[DIRECTION] Put every line of the items below into a Markdown table with two columns, Row and Line, numbering each row and skipping blank lines. Leave the pictures out.

[PROVIDED RECORDS]
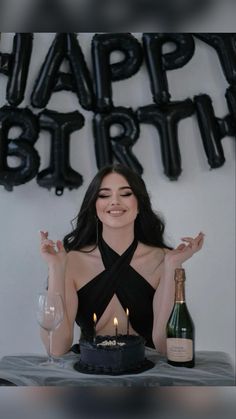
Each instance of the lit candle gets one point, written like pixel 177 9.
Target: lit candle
pixel 127 314
pixel 116 327
pixel 94 328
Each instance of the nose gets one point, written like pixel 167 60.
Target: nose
pixel 115 200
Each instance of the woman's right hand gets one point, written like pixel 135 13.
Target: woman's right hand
pixel 52 252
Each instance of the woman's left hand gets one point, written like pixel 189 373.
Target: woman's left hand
pixel 185 250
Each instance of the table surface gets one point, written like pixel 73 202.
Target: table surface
pixel 211 369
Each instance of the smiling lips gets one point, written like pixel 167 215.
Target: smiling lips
pixel 116 212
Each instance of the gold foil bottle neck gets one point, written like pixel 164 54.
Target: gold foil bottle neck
pixel 180 275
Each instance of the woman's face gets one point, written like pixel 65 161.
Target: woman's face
pixel 116 204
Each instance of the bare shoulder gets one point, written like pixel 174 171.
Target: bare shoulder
pixel 146 251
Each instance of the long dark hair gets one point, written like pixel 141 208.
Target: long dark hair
pixel 148 226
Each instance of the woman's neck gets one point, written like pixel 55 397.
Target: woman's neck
pixel 119 239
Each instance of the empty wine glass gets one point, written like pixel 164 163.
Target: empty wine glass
pixel 49 314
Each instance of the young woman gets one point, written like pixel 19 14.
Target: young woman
pixel 115 259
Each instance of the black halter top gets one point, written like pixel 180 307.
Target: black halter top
pixel 118 278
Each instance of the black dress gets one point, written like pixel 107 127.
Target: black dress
pixel 131 289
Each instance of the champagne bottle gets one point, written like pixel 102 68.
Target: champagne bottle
pixel 180 328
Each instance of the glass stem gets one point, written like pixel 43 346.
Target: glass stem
pixel 50 358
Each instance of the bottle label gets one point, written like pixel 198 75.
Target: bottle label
pixel 179 350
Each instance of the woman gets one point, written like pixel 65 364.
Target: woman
pixel 115 259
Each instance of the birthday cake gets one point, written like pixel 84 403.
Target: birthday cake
pixel 113 355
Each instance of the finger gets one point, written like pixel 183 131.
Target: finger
pixel 187 239
pixel 46 243
pixel 60 246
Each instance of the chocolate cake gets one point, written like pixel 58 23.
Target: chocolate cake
pixel 113 355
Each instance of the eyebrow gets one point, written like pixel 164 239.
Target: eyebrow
pixel 109 189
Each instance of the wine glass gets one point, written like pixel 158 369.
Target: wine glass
pixel 49 315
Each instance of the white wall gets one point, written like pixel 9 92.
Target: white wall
pixel 201 199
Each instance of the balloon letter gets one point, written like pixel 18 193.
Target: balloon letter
pixel 51 79
pixel 104 72
pixel 165 118
pixel 212 130
pixel 158 62
pixel 22 147
pixel 15 66
pixel 59 174
pixel 119 146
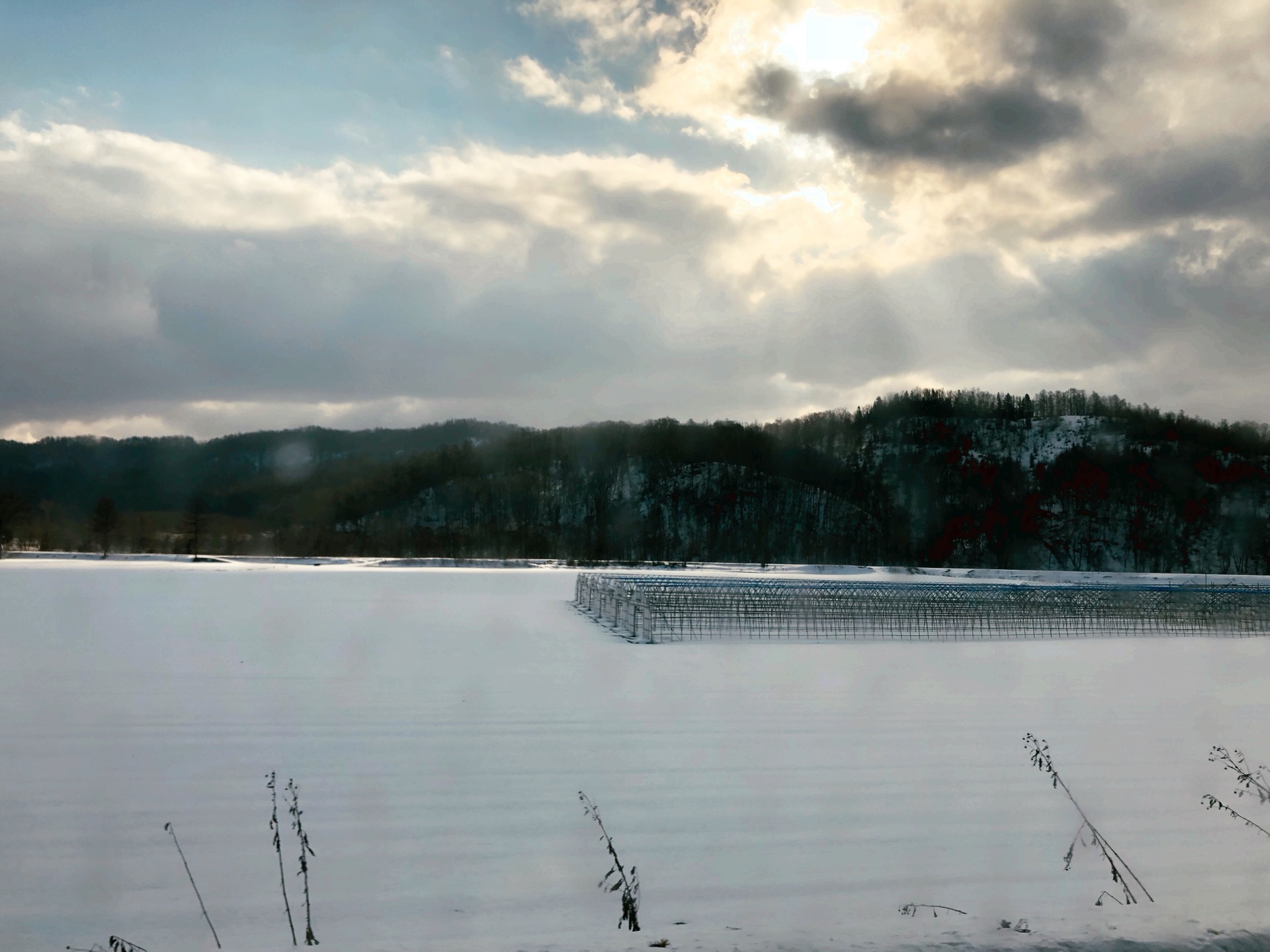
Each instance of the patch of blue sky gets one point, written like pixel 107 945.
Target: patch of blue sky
pixel 286 83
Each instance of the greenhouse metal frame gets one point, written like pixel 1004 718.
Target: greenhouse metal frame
pixel 657 608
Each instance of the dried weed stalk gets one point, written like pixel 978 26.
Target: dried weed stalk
pixel 197 895
pixel 305 852
pixel 1248 781
pixel 616 876
pixel 911 909
pixel 1042 761
pixel 272 785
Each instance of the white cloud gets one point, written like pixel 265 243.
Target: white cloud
pixel 587 97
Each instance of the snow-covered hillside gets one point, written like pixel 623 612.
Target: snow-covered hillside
pixel 441 723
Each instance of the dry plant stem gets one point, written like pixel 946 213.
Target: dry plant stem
pixel 305 852
pixel 1212 803
pixel 911 909
pixel 277 847
pixel 1042 761
pixel 629 888
pixel 1250 781
pixel 169 828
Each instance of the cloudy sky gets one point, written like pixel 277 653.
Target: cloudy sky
pixel 230 216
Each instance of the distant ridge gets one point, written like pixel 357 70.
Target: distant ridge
pixel 1053 480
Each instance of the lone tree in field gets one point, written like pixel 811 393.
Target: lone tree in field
pixel 194 524
pixel 106 517
pixel 13 509
pixel 616 877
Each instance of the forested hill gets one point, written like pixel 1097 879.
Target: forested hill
pixel 927 477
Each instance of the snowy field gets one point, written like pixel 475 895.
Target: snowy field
pixel 440 723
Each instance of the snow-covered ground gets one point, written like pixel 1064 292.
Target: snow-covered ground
pixel 441 723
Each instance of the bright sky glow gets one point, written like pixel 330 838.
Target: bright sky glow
pixel 828 41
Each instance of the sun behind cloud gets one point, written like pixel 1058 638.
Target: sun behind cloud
pixel 827 42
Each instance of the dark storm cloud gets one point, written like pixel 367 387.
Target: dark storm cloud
pixel 1062 38
pixel 1224 179
pixel 974 125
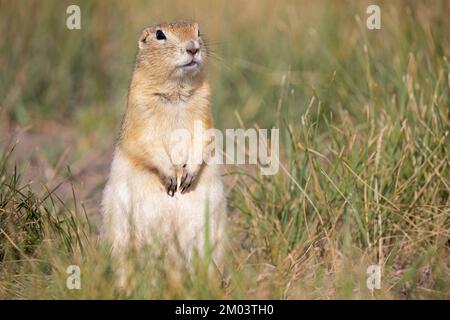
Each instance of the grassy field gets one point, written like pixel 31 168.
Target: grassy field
pixel 364 145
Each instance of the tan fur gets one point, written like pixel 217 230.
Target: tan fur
pixel 162 98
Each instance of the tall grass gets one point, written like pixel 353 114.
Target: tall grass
pixel 364 121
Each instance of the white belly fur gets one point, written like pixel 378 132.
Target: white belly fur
pixel 136 206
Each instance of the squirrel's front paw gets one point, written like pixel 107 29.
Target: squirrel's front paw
pixel 170 183
pixel 188 178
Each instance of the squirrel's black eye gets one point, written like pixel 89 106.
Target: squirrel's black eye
pixel 160 35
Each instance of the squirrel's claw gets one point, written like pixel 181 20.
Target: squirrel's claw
pixel 186 181
pixel 171 185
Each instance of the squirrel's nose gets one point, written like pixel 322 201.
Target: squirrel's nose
pixel 192 47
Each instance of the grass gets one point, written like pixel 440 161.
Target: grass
pixel 364 129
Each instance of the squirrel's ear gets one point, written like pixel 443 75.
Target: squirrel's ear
pixel 144 38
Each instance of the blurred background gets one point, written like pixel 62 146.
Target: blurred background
pixel 310 68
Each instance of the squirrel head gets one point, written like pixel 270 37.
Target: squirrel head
pixel 172 51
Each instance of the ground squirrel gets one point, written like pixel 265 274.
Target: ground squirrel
pixel 149 194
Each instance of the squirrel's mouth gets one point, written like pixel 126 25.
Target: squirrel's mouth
pixel 193 63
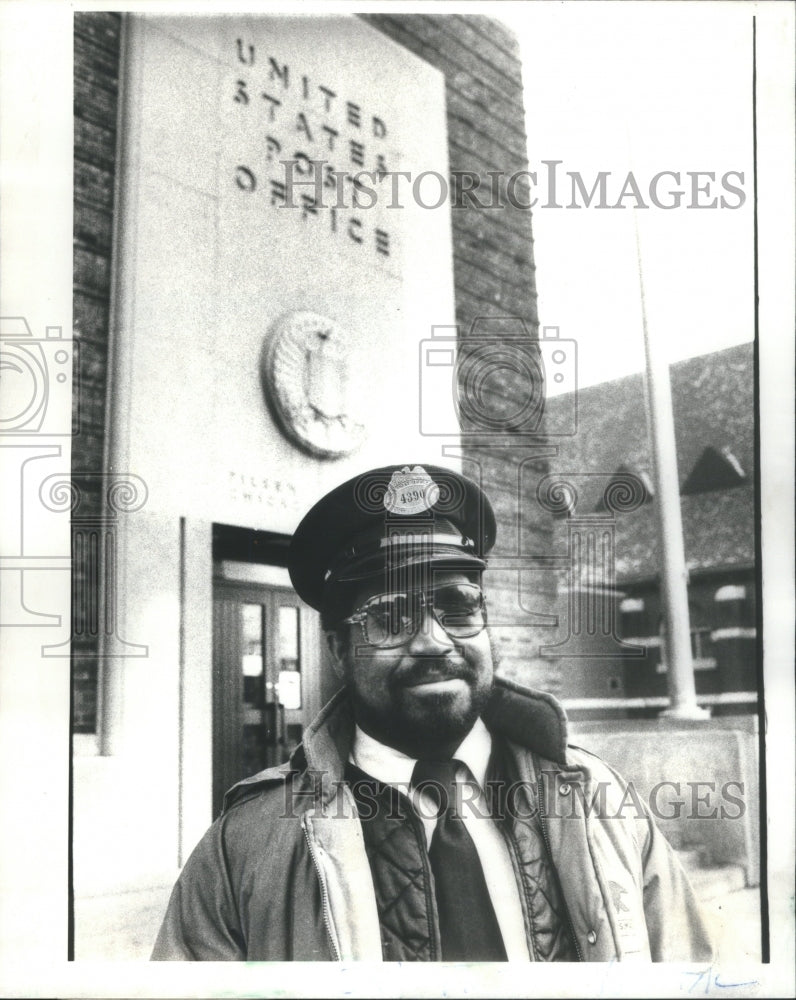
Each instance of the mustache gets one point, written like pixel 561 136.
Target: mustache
pixel 439 667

[THE RESPONSE]
| Row | Line |
|---|---|
| 1 | Each instance of the lit candle gets one point, written like pixel 177 9. |
| 2 | Target: lit candle |
| 3 | pixel 127 314 |
| 4 | pixel 116 327 |
| 5 | pixel 94 328 |
| 6 | Each instance of the nose gets one point, written like pixel 167 60. |
| 7 | Target: nose |
| 8 | pixel 115 200 |
| 9 | Each instance of the woman's right hand gets one point, written like pixel 135 13. |
| 10 | Target: woman's right hand |
| 11 | pixel 52 252 |
| 12 | Each instance of the woman's left hand gets one point, written like pixel 189 373. |
| 13 | Target: woman's left hand |
| 14 | pixel 185 250 |
| 15 | Each instance of the table surface gets one point, written like pixel 73 202. |
| 16 | Target: table surface |
| 17 | pixel 211 369 |
| 18 | Each instance of the smiling lips gets one point, written like pixel 167 215. |
| 19 | Target: smiling lips |
| 20 | pixel 116 212 |
| 21 | Each instance of the gold foil bottle neck gets one point, written like pixel 164 54. |
| 22 | Target: gold foil bottle neck |
| 23 | pixel 180 275 |
| 24 | Each instance of the woman's face gets one point, written like pixel 65 161. |
| 25 | Target: woman's face |
| 26 | pixel 116 204 |
| 27 | Each instance of the bare shoulder gets one point, written like pixel 174 171. |
| 28 | Target: bare shoulder |
| 29 | pixel 146 251 |
| 30 | Each instance of the long dark hair gets one point, written like pixel 141 208. |
| 31 | Target: long dark hair |
| 32 | pixel 148 226 |
| 33 | Each instance of the woman's neck gets one point, written like pixel 55 397. |
| 34 | Target: woman's neck |
| 35 | pixel 119 239 |
| 36 | Each instance of the empty wine glass gets one point, written like pixel 164 163. |
| 37 | Target: empty wine glass |
| 38 | pixel 49 314 |
| 39 | Each instance of the young woman gets one point, written like pixel 19 14. |
| 40 | Target: young woman |
| 41 | pixel 115 259 |
| 42 | Each instance of the black halter top gets one point, written like pixel 180 307. |
| 43 | Target: black halter top |
| 44 | pixel 118 278 |
| 45 | Each instance of the black dress gets one point, written like pixel 107 127. |
| 46 | Target: black dress |
| 47 | pixel 131 289 |
| 48 | Each instance of the champagne bottle gets one point, written like pixel 102 68. |
| 49 | Target: champagne bottle |
| 50 | pixel 180 328 |
| 51 | Each instance of the glass stem gets one point, written like pixel 43 346. |
| 52 | Target: glass stem |
| 53 | pixel 50 358 |
| 54 | Each instance of the bottle label gets one point, written like pixel 198 75. |
| 55 | Target: bottle label |
| 56 | pixel 179 350 |
| 57 | Each instance of the woman gets one point, written like pixel 65 364. |
| 58 | Target: woman |
| 59 | pixel 115 259 |
| 60 | Each instance of the birthday cake gets one point, written like pixel 84 403. |
| 61 | Target: birthday cake |
| 62 | pixel 113 355 |
| 63 | Each instance of the finger gets one point, written like pixel 183 131. |
| 64 | Target: finger |
| 65 | pixel 187 239 |
| 66 | pixel 46 243 |
| 67 | pixel 60 246 |
| 68 | Each instance of the chocolate cake gets one point, written like pixel 58 23. |
| 69 | Target: chocolate cake |
| 70 | pixel 113 355 |
| 71 | Each instance of the eyebrow gets one point, written like pixel 164 239. |
| 72 | Target: eyebrow |
| 73 | pixel 109 189 |
| 74 | Each instance of the wine glass gets one point, written like pixel 158 369. |
| 75 | Target: wine glass |
| 76 | pixel 49 315 |
| 77 | Each instance of the white wall gets one point, written like pixel 9 92. |
| 78 | Target: white wall |
| 79 | pixel 201 199 |
| 80 | Each instance of the balloon letter gets one point, written like pixel 18 193. |
| 81 | Target: balloon letter |
| 82 | pixel 51 79 |
| 83 | pixel 104 72 |
| 84 | pixel 165 118 |
| 85 | pixel 212 130 |
| 86 | pixel 158 62 |
| 87 | pixel 22 147 |
| 88 | pixel 15 66 |
| 89 | pixel 59 174 |
| 90 | pixel 119 146 |
| 91 | Each instance of the patch of blue sky gets one point, written like pixel 107 945. |
| 92 | Target: patch of blue sky |
| 93 | pixel 286 83 |
| 94 | Each instance of the greenhouse metal frame gets one point, written like pixel 1004 718. |
| 95 | Target: greenhouse metal frame |
| 96 | pixel 657 608 |
| 97 | Each instance of the dried weed stalk gets one point, written like pixel 978 26. |
| 98 | Target: dried weed stalk |
| 99 | pixel 197 895 |
| 100 | pixel 305 852 |
| 101 | pixel 1248 781 |
| 102 | pixel 616 876 |
| 103 | pixel 911 909 |
| 104 | pixel 1042 761 |
| 105 | pixel 272 785 |
| 106 | Each instance of the white cloud gets one point, written like pixel 265 243. |
| 107 | Target: white cloud |
| 108 | pixel 587 97 |
| 109 | Each instance of the snow-covered hillside gets one point, written like pixel 623 612. |
| 110 | Target: snow-covered hillside |
| 111 | pixel 441 723 |
| 112 | Each instance of the dry plant stem gets one point, written like pixel 946 213. |
| 113 | Target: dry plant stem |
| 114 | pixel 305 852 |
| 115 | pixel 1212 803 |
| 116 | pixel 911 909 |
| 117 | pixel 277 847 |
| 118 | pixel 1042 761 |
| 119 | pixel 629 888 |
| 120 | pixel 1250 781 |
| 121 | pixel 169 828 |
| 122 | Each instance of the cloudy sky gets one point, written like pixel 277 653. |
| 123 | Target: cloudy sky |
| 124 | pixel 230 216 |
| 125 | Each instance of the distant ridge gets one point, written like pixel 357 70. |
| 126 | Target: distant ridge |
| 127 | pixel 1053 480 |
| 128 | Each instance of the lone tree in field gets one point, written like pixel 811 393. |
| 129 | Target: lone tree in field |
| 130 | pixel 194 524 |
| 131 | pixel 106 517 |
| 132 | pixel 13 509 |
| 133 | pixel 616 877 |
| 134 | Each instance of the forested hill gets one point, written like pixel 1097 879. |
| 135 | Target: forested hill |
| 136 | pixel 927 477 |
| 137 | Each instance of the snowy field gets one point, written like pixel 475 895. |
| 138 | Target: snowy field |
| 139 | pixel 440 723 |
| 140 | Each instance of the snow-covered ground gets one point, written like pixel 1064 292. |
| 141 | Target: snow-covered ground |
| 142 | pixel 441 723 |
| 143 | Each instance of the bright sky glow gets one point, written like pixel 330 838. |
| 144 | Target: bright sky glow |
| 145 | pixel 828 41 |
| 146 | Each instance of the sun behind cloud gets one point, written like pixel 1058 638. |
| 147 | Target: sun behind cloud |
| 148 | pixel 827 42 |
| 149 | Each instance of the dark storm cloud gets one point, written like pixel 367 387. |
| 150 | Target: dark storm cloud |
| 151 | pixel 1062 38 |
| 152 | pixel 1224 179 |
| 153 | pixel 974 125 |
| 154 | Each instance of the grassy field gets one point, written like pixel 31 168. |
| 155 | Target: grassy field |
| 156 | pixel 364 145 |
| 157 | Each instance of the tan fur gets one point, written like pixel 217 230. |
| 158 | Target: tan fur |
| 159 | pixel 162 98 |
| 160 | Each instance of the tall grass gets one point, written like pixel 353 114. |
| 161 | Target: tall grass |
| 162 | pixel 364 121 |
| 163 | Each instance of the white belly fur gets one point, written like pixel 378 132. |
| 164 | Target: white belly fur |
| 165 | pixel 136 206 |
| 166 | Each instance of the squirrel's front paw gets one point, written like pixel 107 29. |
| 167 | Target: squirrel's front paw |
| 168 | pixel 170 183 |
| 169 | pixel 188 178 |
| 170 | Each instance of the squirrel's black eye gets one point, written like pixel 89 106. |
| 171 | Target: squirrel's black eye |
| 172 | pixel 160 35 |
| 173 | Each instance of the squirrel's claw gets one point, written like pixel 181 20. |
| 174 | Target: squirrel's claw |
| 175 | pixel 186 181 |
| 176 | pixel 171 185 |
| 177 | Each instance of the squirrel's nose gets one point, written like pixel 322 201. |
| 178 | Target: squirrel's nose |
| 179 | pixel 192 47 |
| 180 | Each instance of the grass gets one point, written like pixel 440 161. |
| 181 | Target: grass |
| 182 | pixel 364 129 |
| 183 | Each instance of the squirrel's ear gets one point, written like pixel 443 75. |
| 184 | Target: squirrel's ear |
| 185 | pixel 144 38 |
| 186 | Each instance of the blurred background gets one point, written like pixel 62 146. |
| 187 | Target: blurred background |
| 188 | pixel 310 68 |
| 189 | Each instance of the squirrel head gets one point, written like pixel 270 37. |
| 190 | Target: squirrel head |
| 191 | pixel 172 51 |
| 192 | Each instance of the ground squirrel gets one point, written like pixel 265 274. |
| 193 | Target: ground squirrel |
| 194 | pixel 149 194 |
| 195 | Each instance of the squirrel's mouth gets one point, written like pixel 126 25. |
| 196 | Target: squirrel's mouth |
| 197 | pixel 193 63 |
| 198 | Each instance of the mustache gets one point, written like pixel 561 136. |
| 199 | Target: mustache |
| 200 | pixel 439 667 |